O que fazer —
Resuma em duas frases o texto sobre o Brasil e os desafios para cumprir o Acordo de Paris.

──────── Documento de origem ────────

ANÁLISES

AGRO


SOJA


MILHO


ARROZ


ALGODÃO


TRIGO


FEIJÃO


CANA


CAFÉ


CARNES


FLV


INSUMOS

25/Aug/2023

Brasil e os desafios para cumprir o Acordo de Paris

De acordo com estudo inédito do Fórum Econômico Mundial em parceria com a consultoria Oliver Wyman, “Encontrando Caminhos, Financiando a Inovação: Enfrentando o Desafio da Transição Brasileira”, o Brasil vai precisar de investimentos da ordem de R$ 1 trilhão para alcançar os compromissos de redução de emissão de carbono até 2030. O desafio, porém, não é só financeiro. Após nove meses de encontros com os maiores nomes do Produto Interno Bruto (PIB) brasileiro, além de representantes do governo e da academia, a conclusão do Fórum é de que o País precisa consolidar uma “narrativa comum” para atrair investimentos e guiar o setor privado, especialmente após as “mensagens mistas” emitidas no último “par” de anos. Embora os detalhes do Plano de Transformação Ecológica (PTE) do governo façam falta, a expectativa é de que o Brasil tenha sucesso nos próximos fóruns internacionais para recuperar o protagonismo na agenda ambiental, uma das principais bandeiras do presidente Luiz Inácio Lula da Silva.

──────── Entradas listadas ────────

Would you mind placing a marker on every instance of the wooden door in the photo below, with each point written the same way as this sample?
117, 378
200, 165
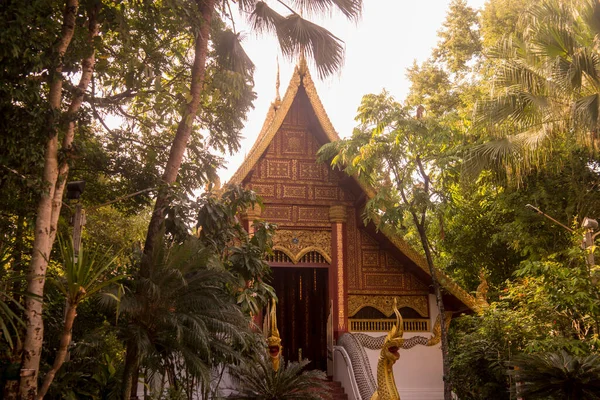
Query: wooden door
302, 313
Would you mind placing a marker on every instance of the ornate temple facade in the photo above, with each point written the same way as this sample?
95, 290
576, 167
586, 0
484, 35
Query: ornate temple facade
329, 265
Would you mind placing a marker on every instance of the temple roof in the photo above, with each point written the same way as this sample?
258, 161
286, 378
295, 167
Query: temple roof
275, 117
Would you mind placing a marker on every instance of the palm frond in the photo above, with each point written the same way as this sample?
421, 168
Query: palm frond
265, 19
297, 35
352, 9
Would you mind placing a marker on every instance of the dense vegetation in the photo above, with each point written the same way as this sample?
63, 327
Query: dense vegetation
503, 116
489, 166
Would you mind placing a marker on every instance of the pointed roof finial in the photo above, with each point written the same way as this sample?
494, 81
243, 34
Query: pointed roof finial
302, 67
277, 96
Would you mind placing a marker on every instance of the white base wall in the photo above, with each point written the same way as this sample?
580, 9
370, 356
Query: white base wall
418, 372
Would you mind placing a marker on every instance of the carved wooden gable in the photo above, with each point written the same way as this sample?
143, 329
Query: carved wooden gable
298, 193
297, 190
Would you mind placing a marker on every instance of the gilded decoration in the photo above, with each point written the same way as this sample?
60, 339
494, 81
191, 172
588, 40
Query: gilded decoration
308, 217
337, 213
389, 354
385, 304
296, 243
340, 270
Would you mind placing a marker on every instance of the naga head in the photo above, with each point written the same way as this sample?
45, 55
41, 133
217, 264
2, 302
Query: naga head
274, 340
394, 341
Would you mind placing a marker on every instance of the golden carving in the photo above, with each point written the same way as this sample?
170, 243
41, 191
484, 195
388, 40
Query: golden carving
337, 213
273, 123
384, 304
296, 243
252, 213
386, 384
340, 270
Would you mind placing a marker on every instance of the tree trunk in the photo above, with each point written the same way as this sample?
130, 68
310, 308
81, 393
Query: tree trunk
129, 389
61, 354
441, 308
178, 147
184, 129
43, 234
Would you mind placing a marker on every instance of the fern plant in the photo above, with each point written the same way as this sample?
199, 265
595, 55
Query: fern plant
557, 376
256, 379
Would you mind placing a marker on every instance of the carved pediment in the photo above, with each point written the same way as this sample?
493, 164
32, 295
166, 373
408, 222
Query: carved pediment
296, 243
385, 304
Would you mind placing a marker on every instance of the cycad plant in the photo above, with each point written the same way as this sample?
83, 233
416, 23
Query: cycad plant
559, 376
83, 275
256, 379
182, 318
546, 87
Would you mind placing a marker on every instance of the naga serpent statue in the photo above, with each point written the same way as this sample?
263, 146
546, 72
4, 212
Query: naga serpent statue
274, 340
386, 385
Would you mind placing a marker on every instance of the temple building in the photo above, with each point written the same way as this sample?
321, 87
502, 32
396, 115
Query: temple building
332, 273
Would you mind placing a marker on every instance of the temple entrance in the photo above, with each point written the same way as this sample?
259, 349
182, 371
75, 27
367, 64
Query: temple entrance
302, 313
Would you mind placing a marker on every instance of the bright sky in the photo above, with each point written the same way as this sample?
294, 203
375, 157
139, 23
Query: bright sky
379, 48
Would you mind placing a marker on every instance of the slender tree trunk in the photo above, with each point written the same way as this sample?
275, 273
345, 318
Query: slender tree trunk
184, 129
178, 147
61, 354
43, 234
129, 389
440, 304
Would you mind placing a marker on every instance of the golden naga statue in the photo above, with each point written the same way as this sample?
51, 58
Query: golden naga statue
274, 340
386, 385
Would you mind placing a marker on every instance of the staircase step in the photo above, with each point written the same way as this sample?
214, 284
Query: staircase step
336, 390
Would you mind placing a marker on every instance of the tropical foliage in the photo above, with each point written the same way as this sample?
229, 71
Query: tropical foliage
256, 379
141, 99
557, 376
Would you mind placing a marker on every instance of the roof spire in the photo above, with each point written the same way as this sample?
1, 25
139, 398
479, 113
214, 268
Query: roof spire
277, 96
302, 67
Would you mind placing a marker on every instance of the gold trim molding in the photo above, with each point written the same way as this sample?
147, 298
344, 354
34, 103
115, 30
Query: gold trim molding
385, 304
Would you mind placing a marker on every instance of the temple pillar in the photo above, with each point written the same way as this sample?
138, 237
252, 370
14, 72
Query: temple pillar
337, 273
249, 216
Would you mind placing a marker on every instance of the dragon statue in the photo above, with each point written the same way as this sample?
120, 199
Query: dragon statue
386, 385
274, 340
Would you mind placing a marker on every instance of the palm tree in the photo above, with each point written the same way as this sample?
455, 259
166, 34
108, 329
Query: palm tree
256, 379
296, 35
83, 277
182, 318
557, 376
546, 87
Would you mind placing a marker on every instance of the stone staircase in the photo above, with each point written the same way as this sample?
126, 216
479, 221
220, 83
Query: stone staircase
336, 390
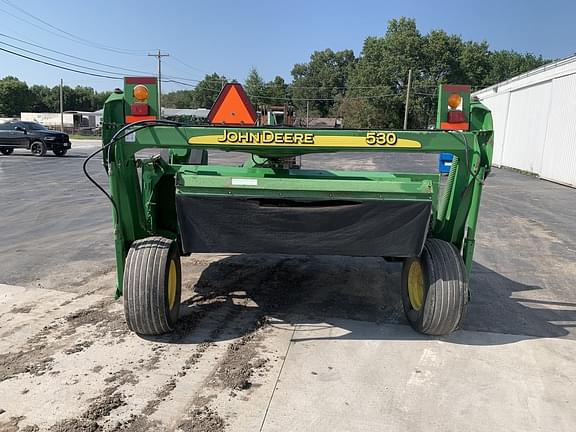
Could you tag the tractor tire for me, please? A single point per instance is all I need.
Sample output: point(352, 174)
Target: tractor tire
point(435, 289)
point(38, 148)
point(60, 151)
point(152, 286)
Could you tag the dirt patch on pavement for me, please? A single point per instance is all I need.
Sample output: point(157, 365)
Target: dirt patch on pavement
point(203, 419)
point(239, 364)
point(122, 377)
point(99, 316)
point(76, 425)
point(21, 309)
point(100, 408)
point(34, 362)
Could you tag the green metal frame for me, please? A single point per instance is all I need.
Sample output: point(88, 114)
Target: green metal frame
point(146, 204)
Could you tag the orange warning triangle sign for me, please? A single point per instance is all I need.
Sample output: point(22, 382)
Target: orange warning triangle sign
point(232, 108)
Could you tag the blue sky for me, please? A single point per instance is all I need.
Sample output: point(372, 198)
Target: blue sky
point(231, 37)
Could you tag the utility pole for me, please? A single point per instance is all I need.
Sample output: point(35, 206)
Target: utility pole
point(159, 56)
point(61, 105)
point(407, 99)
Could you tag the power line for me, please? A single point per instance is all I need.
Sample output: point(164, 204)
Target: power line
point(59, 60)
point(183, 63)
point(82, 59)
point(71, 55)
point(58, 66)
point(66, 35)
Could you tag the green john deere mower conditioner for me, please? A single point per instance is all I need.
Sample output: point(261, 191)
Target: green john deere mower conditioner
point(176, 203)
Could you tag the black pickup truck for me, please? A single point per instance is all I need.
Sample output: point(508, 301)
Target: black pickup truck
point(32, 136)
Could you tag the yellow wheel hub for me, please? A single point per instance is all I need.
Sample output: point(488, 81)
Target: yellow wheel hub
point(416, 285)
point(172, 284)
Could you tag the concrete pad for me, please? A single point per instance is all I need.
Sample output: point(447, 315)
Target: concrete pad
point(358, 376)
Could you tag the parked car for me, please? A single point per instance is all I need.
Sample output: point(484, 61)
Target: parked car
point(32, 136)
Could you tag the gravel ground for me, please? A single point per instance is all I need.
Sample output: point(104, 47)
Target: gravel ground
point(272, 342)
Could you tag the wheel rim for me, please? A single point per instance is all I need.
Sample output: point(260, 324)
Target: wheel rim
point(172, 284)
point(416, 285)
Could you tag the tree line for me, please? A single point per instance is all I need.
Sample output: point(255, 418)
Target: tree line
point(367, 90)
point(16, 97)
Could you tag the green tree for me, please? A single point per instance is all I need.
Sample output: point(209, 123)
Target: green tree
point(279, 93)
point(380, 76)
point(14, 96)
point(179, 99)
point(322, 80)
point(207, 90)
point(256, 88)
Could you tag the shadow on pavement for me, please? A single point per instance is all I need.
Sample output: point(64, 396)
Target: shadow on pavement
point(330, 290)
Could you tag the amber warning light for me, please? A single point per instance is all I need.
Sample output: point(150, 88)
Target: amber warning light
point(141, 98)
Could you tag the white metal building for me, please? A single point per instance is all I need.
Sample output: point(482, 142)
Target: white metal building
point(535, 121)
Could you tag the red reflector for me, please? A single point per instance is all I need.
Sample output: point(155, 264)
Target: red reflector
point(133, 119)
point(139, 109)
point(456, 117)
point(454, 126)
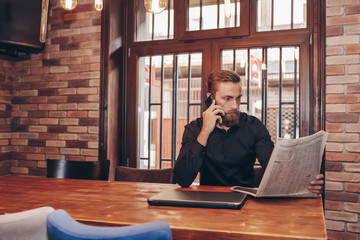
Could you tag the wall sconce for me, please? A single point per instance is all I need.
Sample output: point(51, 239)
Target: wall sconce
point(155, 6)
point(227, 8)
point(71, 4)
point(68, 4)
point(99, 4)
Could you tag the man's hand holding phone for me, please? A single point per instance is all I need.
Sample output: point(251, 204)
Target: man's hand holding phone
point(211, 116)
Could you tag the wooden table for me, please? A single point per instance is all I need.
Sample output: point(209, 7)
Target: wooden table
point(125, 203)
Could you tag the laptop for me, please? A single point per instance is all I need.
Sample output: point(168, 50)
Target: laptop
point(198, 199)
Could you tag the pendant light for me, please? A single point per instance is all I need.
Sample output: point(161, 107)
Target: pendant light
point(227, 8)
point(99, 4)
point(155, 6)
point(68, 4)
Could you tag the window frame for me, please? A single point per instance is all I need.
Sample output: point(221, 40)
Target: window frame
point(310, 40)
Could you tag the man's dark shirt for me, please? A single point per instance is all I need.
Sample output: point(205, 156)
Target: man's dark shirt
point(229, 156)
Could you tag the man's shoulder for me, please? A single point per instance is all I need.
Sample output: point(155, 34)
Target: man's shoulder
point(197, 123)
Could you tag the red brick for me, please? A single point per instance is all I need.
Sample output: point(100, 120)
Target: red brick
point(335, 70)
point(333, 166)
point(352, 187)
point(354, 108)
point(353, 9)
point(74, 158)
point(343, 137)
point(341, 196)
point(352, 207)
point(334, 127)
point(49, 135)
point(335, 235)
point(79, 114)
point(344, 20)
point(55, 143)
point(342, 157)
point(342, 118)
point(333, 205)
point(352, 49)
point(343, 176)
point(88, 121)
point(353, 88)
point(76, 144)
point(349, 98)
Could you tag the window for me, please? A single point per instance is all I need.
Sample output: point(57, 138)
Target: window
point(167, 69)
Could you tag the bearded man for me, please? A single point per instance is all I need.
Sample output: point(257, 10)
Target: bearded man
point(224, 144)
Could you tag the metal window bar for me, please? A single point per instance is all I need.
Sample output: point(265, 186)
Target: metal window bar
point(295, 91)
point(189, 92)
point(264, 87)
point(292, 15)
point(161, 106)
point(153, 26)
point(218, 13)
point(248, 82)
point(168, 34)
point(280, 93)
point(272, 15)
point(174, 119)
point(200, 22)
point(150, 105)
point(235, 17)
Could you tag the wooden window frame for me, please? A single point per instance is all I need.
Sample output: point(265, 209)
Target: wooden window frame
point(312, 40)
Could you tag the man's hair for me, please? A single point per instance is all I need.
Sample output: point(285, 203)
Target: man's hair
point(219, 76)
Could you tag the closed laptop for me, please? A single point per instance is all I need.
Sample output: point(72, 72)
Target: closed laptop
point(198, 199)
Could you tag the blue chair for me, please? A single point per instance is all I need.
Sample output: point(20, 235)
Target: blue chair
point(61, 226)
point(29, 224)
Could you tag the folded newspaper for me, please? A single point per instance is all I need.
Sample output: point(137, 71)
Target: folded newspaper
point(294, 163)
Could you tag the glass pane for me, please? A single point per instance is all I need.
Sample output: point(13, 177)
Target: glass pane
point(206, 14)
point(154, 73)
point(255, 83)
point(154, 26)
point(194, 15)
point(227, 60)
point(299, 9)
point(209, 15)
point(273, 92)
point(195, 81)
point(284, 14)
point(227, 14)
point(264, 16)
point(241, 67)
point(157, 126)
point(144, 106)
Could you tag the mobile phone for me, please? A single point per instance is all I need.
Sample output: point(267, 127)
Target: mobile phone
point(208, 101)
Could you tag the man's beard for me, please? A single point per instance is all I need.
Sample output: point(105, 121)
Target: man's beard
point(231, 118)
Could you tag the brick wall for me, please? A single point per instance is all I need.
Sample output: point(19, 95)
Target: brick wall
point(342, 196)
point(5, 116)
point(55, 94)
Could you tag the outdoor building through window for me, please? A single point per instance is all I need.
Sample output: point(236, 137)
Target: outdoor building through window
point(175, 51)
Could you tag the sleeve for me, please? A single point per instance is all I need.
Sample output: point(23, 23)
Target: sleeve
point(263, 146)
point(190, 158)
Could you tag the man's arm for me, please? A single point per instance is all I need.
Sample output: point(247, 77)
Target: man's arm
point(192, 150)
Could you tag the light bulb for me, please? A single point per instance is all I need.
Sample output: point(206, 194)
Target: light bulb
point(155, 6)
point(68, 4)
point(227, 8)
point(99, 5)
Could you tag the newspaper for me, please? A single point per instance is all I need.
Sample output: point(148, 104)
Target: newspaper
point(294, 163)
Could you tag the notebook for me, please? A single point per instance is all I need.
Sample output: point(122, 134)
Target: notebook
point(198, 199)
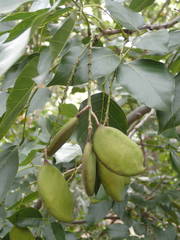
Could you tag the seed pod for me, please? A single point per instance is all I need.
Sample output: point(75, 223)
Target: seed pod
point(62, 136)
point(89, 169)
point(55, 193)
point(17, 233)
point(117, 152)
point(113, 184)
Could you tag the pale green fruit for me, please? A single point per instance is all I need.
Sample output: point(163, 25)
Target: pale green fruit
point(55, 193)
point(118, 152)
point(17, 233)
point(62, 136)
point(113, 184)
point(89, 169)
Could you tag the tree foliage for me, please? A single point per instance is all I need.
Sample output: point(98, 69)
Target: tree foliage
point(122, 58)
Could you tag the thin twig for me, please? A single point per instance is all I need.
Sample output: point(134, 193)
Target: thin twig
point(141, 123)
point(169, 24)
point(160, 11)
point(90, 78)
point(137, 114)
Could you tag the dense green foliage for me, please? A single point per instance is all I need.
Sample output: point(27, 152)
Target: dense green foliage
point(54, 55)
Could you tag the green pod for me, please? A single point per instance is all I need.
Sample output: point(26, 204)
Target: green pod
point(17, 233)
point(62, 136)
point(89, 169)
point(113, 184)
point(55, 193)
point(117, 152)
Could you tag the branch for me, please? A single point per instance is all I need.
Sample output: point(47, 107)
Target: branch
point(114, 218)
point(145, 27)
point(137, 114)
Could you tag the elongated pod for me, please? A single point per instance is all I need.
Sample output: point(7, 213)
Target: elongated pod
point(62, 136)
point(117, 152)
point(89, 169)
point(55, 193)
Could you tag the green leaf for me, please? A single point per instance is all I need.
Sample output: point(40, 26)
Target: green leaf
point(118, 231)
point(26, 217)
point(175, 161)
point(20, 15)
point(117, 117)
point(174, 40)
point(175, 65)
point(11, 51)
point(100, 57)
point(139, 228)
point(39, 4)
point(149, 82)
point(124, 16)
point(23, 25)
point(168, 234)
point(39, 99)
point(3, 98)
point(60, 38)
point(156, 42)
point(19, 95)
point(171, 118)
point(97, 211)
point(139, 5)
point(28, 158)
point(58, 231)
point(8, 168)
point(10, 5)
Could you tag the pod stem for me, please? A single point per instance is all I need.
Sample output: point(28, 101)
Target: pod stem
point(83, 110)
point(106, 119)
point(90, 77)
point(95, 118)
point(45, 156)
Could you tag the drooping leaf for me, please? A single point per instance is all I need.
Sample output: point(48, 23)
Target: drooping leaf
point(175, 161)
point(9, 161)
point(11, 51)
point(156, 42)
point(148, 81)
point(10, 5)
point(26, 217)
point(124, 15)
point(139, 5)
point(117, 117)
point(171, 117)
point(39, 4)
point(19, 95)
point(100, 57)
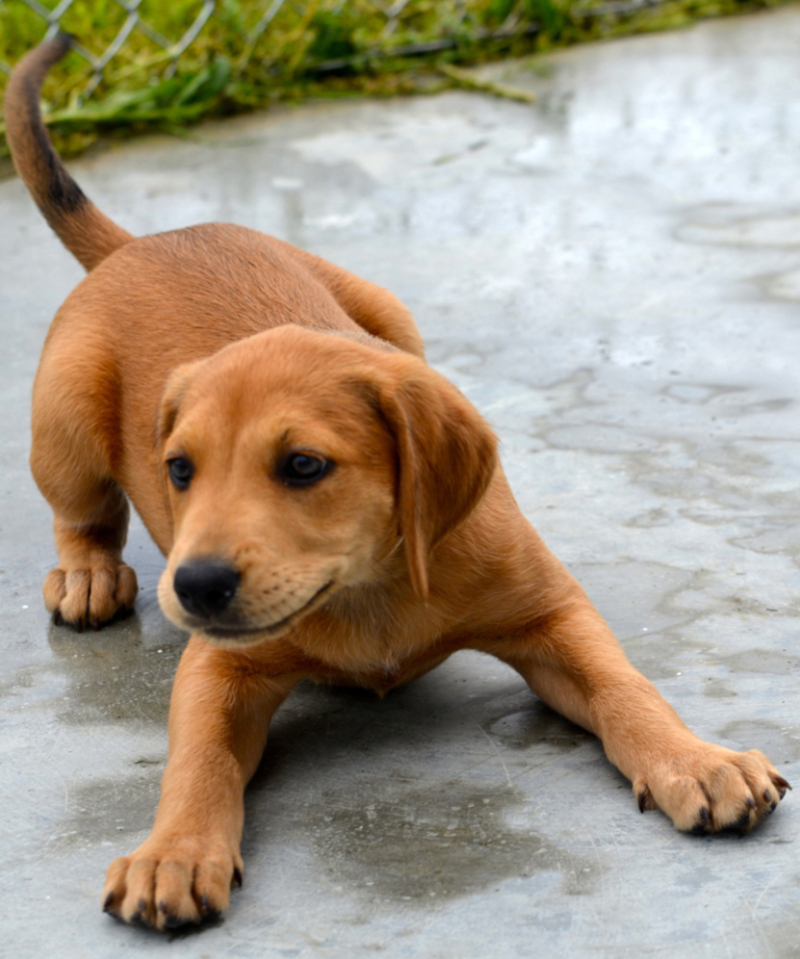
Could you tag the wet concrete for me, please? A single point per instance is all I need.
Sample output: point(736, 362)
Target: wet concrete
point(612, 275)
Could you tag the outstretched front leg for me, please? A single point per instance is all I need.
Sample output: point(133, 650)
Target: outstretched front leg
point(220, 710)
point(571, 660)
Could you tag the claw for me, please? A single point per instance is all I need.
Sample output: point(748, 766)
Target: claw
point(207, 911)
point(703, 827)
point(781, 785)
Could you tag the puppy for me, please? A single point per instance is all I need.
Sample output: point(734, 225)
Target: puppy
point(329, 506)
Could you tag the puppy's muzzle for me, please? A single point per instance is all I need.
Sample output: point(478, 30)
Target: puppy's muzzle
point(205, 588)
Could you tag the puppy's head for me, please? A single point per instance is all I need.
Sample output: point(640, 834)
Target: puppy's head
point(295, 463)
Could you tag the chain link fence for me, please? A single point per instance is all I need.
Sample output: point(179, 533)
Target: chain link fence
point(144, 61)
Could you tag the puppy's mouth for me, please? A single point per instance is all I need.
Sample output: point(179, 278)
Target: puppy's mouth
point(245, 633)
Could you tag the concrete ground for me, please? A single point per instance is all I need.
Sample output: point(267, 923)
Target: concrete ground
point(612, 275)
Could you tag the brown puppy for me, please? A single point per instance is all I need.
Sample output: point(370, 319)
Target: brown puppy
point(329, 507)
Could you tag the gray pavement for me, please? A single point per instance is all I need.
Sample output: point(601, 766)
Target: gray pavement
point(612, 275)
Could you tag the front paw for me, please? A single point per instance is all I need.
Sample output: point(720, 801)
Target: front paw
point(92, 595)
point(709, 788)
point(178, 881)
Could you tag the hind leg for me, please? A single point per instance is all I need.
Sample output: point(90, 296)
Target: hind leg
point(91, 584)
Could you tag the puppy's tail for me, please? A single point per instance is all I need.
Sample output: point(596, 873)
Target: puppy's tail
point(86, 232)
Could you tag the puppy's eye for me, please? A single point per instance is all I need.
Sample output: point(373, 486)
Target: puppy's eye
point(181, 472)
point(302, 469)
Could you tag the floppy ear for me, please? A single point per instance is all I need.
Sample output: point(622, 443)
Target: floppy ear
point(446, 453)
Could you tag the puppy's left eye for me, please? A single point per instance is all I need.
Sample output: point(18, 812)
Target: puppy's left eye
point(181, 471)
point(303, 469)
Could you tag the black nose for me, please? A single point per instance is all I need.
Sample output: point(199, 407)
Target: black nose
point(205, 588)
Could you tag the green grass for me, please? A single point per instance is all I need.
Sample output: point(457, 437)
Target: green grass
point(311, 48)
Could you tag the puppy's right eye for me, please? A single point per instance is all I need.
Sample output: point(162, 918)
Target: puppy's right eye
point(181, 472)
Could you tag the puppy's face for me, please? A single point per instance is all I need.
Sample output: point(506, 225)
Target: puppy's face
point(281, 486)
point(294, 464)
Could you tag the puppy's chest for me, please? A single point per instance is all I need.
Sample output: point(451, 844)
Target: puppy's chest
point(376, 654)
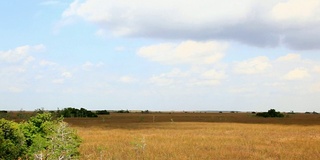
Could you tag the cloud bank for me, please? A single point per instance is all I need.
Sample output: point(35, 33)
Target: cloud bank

────────

Resultado do exercício —
Segundo estudo do Fórum Econômico Mundial em parceria com a consultoria Oliver Wyman, o Brasil precisará de investimentos da ordem de R$ 1 trilhão para alcançar os compromissos de redução de emissão de carbono até 2030. O desafio, porém, não é só financeiro, pois o Fórum concluiu que o País precisa consolidar uma "narrativa comum" para atrair investimentos e guiar o setor privado.